What is required: Starting with the line that contains "Security alert — the system flagged possible blue ford" and continuing through the line that contains "[119,36,271,157]", convert those lines of the items below into a numbered list, omitting blank lines. Include no other lines.

--- start Records for the exercise ---

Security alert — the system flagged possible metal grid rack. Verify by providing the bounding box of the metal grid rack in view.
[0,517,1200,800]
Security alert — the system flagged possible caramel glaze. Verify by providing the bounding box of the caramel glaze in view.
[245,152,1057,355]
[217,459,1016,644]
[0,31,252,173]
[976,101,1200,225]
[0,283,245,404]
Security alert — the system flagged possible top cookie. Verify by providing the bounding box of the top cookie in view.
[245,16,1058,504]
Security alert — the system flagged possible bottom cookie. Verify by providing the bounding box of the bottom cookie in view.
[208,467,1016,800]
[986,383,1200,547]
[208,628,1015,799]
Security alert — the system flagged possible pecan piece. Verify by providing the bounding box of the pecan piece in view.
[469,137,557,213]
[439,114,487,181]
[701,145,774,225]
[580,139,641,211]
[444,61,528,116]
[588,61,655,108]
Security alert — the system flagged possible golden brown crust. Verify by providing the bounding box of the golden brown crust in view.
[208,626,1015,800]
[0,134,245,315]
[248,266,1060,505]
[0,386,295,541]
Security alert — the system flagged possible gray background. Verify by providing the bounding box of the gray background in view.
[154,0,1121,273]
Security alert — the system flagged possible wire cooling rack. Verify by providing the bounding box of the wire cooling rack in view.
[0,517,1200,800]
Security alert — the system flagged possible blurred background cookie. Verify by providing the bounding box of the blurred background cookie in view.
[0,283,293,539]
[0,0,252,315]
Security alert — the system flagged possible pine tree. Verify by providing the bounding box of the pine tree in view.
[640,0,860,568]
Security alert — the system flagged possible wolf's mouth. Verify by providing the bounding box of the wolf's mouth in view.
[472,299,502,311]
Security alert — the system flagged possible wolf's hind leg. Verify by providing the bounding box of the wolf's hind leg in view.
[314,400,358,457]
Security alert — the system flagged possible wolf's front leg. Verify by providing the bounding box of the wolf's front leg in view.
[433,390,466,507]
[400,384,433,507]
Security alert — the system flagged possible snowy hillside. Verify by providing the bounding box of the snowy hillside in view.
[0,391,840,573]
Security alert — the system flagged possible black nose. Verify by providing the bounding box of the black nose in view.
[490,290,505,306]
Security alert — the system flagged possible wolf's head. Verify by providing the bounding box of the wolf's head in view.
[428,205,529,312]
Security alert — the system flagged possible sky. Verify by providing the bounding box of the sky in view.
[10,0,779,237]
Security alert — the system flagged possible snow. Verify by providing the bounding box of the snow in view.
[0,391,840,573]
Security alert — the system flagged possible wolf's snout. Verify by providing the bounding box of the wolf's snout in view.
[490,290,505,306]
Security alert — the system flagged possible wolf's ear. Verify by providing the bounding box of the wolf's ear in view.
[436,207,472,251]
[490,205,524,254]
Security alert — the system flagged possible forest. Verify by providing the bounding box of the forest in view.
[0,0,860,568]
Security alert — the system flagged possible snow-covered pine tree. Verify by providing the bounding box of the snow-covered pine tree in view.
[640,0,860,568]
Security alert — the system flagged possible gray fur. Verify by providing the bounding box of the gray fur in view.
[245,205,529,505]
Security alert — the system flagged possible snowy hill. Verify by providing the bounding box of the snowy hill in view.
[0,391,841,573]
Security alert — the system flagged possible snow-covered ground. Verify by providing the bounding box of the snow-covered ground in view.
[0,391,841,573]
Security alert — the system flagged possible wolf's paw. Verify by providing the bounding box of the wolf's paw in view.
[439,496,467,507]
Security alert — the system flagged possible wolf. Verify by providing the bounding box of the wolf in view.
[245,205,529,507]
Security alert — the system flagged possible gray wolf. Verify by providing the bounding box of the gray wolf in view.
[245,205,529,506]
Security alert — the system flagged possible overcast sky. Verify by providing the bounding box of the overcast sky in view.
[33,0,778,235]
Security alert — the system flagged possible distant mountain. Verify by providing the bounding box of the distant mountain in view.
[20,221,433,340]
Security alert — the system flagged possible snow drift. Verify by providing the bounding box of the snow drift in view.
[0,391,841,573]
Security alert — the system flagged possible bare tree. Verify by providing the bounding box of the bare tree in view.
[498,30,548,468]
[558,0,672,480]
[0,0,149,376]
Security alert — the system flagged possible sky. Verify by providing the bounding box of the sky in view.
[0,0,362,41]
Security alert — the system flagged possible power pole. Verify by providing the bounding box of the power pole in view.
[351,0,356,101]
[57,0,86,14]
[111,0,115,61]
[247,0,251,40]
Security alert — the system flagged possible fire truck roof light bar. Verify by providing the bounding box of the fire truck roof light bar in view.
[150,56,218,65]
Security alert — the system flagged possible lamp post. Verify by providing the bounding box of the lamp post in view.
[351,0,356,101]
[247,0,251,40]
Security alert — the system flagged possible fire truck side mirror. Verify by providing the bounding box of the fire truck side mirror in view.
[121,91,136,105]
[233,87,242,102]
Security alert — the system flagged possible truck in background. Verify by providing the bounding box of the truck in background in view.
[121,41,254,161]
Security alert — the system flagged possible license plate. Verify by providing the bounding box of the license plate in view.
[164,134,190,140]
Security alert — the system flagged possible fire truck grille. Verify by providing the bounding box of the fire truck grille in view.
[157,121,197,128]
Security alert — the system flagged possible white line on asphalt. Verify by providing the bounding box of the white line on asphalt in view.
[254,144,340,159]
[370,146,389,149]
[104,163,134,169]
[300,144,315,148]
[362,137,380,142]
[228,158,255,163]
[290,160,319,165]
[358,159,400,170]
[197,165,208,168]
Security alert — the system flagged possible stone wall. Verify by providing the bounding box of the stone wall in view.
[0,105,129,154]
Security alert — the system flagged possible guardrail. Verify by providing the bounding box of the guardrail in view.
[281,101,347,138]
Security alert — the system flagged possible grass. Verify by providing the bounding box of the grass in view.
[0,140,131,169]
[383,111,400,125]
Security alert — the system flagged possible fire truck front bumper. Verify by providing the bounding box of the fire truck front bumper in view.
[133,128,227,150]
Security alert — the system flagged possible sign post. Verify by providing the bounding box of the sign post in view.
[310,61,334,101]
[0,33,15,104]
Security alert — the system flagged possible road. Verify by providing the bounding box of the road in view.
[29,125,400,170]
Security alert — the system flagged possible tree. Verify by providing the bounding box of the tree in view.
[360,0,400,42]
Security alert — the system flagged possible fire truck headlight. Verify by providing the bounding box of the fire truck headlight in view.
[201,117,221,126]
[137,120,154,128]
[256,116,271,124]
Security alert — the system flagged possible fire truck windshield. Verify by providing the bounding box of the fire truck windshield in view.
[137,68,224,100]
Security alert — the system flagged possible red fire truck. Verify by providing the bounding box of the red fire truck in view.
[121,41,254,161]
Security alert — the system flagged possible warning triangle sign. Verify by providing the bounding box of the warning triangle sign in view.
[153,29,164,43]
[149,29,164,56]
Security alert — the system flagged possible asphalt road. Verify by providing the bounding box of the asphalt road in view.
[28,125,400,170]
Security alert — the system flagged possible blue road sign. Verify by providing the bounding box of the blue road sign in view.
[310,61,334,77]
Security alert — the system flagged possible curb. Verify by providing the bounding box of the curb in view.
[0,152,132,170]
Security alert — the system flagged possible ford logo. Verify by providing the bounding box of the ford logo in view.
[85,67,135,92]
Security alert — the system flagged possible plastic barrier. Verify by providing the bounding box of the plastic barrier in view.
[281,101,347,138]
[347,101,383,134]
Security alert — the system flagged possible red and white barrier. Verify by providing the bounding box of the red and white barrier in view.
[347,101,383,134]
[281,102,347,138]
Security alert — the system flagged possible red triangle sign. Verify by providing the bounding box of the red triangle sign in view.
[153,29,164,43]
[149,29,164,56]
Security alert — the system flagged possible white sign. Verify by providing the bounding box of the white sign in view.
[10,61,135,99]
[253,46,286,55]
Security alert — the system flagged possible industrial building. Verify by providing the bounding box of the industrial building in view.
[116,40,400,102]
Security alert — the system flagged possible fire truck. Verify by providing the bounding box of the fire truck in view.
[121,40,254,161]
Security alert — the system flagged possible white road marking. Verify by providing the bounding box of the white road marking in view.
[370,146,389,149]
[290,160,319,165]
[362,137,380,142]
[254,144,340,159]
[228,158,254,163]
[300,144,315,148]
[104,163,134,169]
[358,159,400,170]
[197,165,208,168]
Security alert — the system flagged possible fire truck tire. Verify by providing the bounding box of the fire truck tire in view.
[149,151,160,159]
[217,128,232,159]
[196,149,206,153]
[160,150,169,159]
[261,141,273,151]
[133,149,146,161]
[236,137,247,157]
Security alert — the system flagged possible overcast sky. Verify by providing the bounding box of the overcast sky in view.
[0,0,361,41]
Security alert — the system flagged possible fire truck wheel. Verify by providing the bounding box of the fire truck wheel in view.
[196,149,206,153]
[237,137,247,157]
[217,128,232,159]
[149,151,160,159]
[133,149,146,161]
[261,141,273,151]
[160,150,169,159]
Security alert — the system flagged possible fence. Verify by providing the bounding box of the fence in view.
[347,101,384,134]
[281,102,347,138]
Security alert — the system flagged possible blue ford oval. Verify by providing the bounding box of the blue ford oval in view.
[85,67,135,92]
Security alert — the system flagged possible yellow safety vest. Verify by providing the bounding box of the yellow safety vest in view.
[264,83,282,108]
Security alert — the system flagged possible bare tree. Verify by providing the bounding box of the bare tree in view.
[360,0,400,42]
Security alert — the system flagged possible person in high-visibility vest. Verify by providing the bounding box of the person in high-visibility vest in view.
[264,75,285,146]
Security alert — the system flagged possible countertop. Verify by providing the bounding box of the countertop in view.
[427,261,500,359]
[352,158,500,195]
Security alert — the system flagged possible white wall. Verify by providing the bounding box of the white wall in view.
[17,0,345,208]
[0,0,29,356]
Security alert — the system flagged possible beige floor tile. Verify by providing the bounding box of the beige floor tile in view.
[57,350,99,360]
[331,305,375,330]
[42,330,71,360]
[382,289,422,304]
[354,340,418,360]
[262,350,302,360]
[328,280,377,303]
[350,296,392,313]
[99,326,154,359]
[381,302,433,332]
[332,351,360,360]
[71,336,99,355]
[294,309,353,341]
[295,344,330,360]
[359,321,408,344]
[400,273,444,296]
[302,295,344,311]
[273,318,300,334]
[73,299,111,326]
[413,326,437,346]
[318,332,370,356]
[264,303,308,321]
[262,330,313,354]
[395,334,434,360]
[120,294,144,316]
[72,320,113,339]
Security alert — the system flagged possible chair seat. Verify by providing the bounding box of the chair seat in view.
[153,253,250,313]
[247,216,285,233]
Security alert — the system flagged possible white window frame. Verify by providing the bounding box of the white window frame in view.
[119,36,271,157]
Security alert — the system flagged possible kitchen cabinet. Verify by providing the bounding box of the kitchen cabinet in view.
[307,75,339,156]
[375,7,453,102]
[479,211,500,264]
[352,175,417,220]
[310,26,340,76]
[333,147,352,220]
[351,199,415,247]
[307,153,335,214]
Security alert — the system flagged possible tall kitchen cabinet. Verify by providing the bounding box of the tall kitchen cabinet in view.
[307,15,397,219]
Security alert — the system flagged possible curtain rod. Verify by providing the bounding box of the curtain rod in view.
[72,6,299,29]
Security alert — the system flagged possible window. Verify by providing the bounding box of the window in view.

--- end Records for the exercise ---

Exercise output:
1. Security alert — the system flagged possible blue ford oval. Verify by providing the bounding box of the blue ford oval in view.
2. [85,67,135,92]
3. Security alert — the system flagged possible yellow safety vest. Verify by providing the bounding box of the yellow safety vest in view.
4. [264,83,282,108]
5. Security alert — the system flagged possible bare tree. Verify by providing the bounding box of the bare tree in view.
6. [360,0,400,42]
7. Security alert — the system flagged possible person in high-visibility vest. Verify by providing the bounding box of the person in high-visibility vest in view.
8. [264,75,285,146]
9. Security alert — the system flagged possible countertop. Verify by providing the bounding box of the countertop in view.
10. [427,261,500,359]
11. [352,158,500,195]
12. Security alert — the system flagged possible white wall. Verify by providing the bounding box of the white wall in view.
13. [17,0,345,208]
14. [0,0,29,356]
15. Security alert — the system flagged possible beige floor tile. Verify by providing the bounding box of the beige floor tile in view.
16. [57,350,99,360]
17. [331,305,375,330]
18. [42,330,71,360]
19. [382,289,422,304]
20. [354,340,418,360]
21. [262,350,302,360]
22. [328,280,377,303]
23. [350,296,392,313]
24. [99,326,154,359]
25. [381,302,433,332]
26. [332,351,360,360]
27. [71,336,99,355]
28. [294,309,353,341]
29. [295,344,330,360]
30. [359,321,408,344]
31. [400,273,444,296]
32. [302,295,344,311]
33. [273,318,300,334]
34. [73,299,111,326]
35. [413,326,437,346]
36. [318,332,370,356]
37. [264,303,308,321]
38. [262,330,313,354]
39. [395,334,434,360]
40. [120,294,144,316]
41. [72,320,113,339]
42. Security alert — the system flagged possible chair seat. Verify by providing the bounding box of the chair seat in view.
43. [153,253,250,313]
44. [247,216,285,233]
45. Security alert — the system flagged possible white window frame. Verify by providing the bounding box of the white window frame in view.
46. [119,36,271,157]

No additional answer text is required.